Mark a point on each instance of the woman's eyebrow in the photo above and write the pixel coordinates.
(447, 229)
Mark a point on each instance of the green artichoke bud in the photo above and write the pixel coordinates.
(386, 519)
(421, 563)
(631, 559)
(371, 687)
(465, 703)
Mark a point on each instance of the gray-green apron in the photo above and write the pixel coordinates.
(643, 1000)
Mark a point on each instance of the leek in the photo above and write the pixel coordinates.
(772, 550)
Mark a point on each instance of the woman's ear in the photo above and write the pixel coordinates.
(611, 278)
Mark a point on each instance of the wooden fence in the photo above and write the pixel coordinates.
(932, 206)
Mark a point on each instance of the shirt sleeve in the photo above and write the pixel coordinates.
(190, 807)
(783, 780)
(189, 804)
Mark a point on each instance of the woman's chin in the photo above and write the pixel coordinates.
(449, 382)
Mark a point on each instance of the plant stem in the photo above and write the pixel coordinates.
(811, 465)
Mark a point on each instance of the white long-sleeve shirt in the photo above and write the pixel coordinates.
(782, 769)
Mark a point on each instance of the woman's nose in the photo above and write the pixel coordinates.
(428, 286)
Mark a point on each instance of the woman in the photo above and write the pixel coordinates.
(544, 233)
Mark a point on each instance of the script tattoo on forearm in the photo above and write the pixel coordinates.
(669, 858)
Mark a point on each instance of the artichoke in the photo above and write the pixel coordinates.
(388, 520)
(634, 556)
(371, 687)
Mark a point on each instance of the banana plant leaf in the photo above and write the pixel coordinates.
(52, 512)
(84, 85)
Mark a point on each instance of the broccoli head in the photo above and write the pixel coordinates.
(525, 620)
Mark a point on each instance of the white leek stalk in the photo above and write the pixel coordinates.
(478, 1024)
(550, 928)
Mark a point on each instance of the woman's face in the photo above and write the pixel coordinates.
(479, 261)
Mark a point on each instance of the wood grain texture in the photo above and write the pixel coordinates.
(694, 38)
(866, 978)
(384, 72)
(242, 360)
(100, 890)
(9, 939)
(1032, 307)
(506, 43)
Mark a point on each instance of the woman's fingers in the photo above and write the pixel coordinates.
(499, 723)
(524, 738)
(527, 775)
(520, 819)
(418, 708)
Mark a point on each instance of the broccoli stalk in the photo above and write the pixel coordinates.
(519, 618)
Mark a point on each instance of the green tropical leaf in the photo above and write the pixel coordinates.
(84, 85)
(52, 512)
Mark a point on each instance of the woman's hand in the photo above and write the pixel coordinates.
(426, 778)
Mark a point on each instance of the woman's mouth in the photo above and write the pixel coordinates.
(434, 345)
::::
→ **Your objective**: Copy every entry exactly, missing none.

→ **Written solution**:
Mark a point on each instance of the woman's eyebrow in the photo above and write the pixel coordinates.
(447, 229)
Mark a point on each instance of the green artichoke bud in the photo above and write the pixel coordinates.
(386, 519)
(421, 563)
(631, 559)
(371, 687)
(465, 703)
Mark a point on each instance of the gray-green apron in the photo above and write the pixel coordinates.
(643, 1000)
Mark a point on each instance of the leek in the photo above and write the pixel coordinates.
(772, 550)
Mark a point on each instance of the woman's ear in the photo above and write the pixel coordinates.
(611, 278)
Mark a point on each instance of the wooden fence in the photo above and write the pixel coordinates.
(932, 206)
Mark a point on each instance of the shirt sleeve in the photo above and write the pixel coordinates.
(190, 807)
(783, 780)
(189, 804)
Mark a point on each instance of the woman's chin in the photo above and write the pixel coordinates.
(449, 382)
Mark a point on each instance of the plant stem in the photo above and write the pixel coordinates.
(811, 465)
Mark a point on each instance of the white long-sleeve shirt in the photo above and write the pixel coordinates.
(782, 769)
Mark a point on each instance of the woman's nose in the photo above and write the pixel coordinates.
(428, 286)
Mark a point on each instance of the woman in the photo above and write the pixel coordinates.
(544, 233)
Mark a point on each instance of the script tattoo on forearm in the photo above and write the pixel coordinates.
(669, 858)
Mark a point on each instance of the artichoke in the photo above and write the pixel coordinates.
(388, 520)
(634, 556)
(371, 687)
Mark a point on each instance of the banana plant leaf in the photo above and write the pixel coordinates.
(52, 512)
(84, 85)
Mark a point on each instance of the broccoli head in the photo above and write the pixel coordinates.
(525, 620)
Mark a point on each instance of the white leek stalk in the photo above and write the pixel coordinates.
(478, 1024)
(550, 928)
Mark a point on each instance of the woman's face in the photo above and write the pixel coordinates.
(479, 261)
Mark a point on each instance of the wood grain texture in the photo above and write the pixel coordinates.
(694, 38)
(866, 978)
(384, 72)
(242, 360)
(100, 890)
(9, 939)
(1032, 307)
(506, 43)
Mark a point on each instance of the woman's fingers in the photo above and write the pixel coordinates.
(499, 723)
(524, 738)
(527, 775)
(520, 819)
(418, 708)
Mark a point on each instance of the broccoli stalk in the photo above and write the pixel coordinates.
(519, 618)
Mark a point on each instance of the green tropical leaf in the photo above and write the pixel coordinates.
(84, 85)
(52, 512)
Mark a point on each instance of the woman's hand in the photo above and write the pixel coordinates.
(426, 778)
Mark a point on each instance of the woman's mouth in the photo above and write the pixel coordinates.
(434, 345)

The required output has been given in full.